[Dataset entries]
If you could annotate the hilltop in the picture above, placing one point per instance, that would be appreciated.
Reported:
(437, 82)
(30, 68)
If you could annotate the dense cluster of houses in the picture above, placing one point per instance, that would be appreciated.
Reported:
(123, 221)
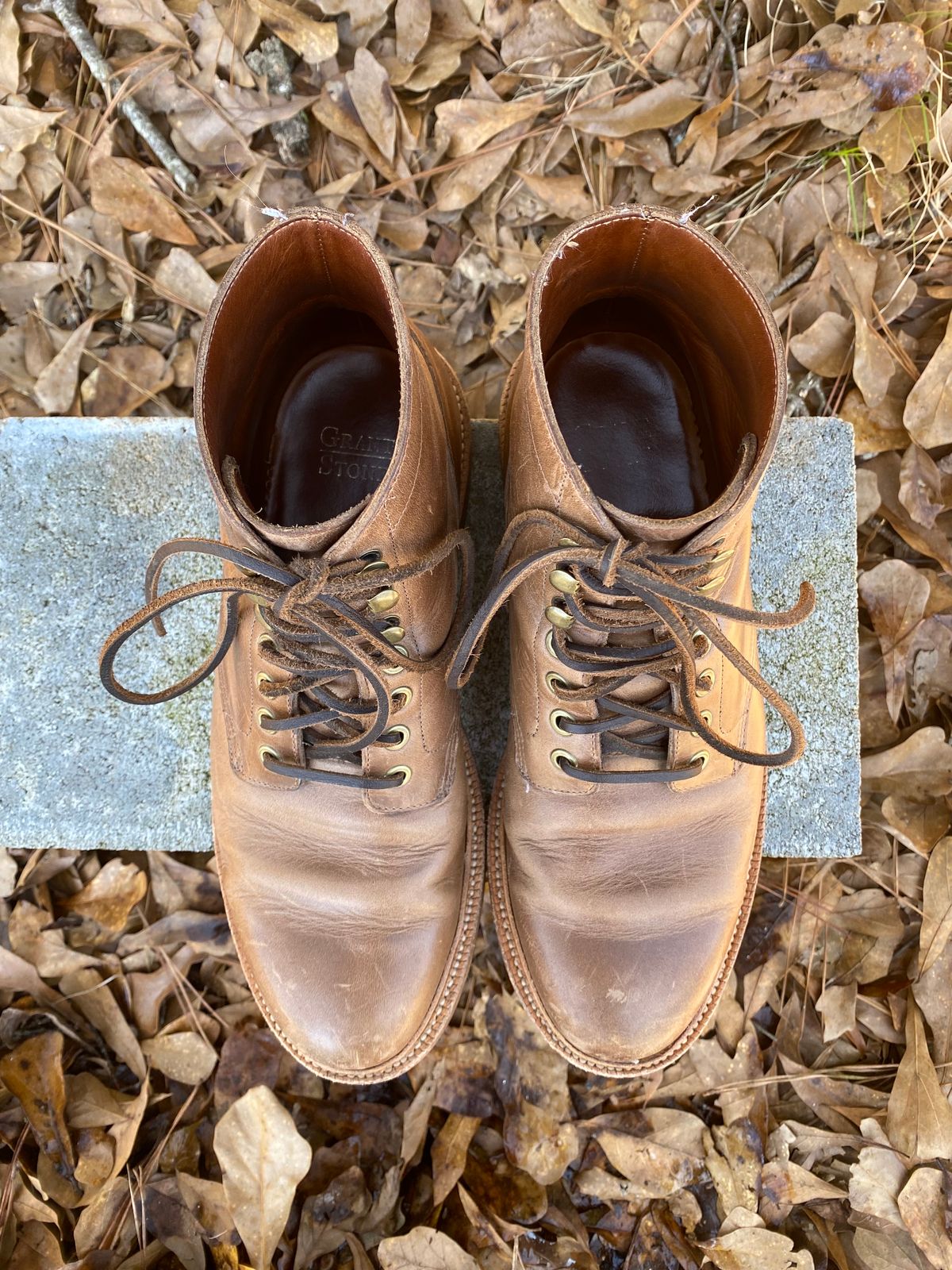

--- About this exercise ---
All of the data above is to be repeated exactly, with the pictures left out.

--- Response to this exercise ---
If you could annotate the hilltop in the picture above, placing one point per instance, that would be appreciated.
Reported:
(437, 82)
(30, 68)
If you could annotate the dense cluster of houses in the picture above, placing one point per instance, that would be appreciated.
Reported:
(123, 221)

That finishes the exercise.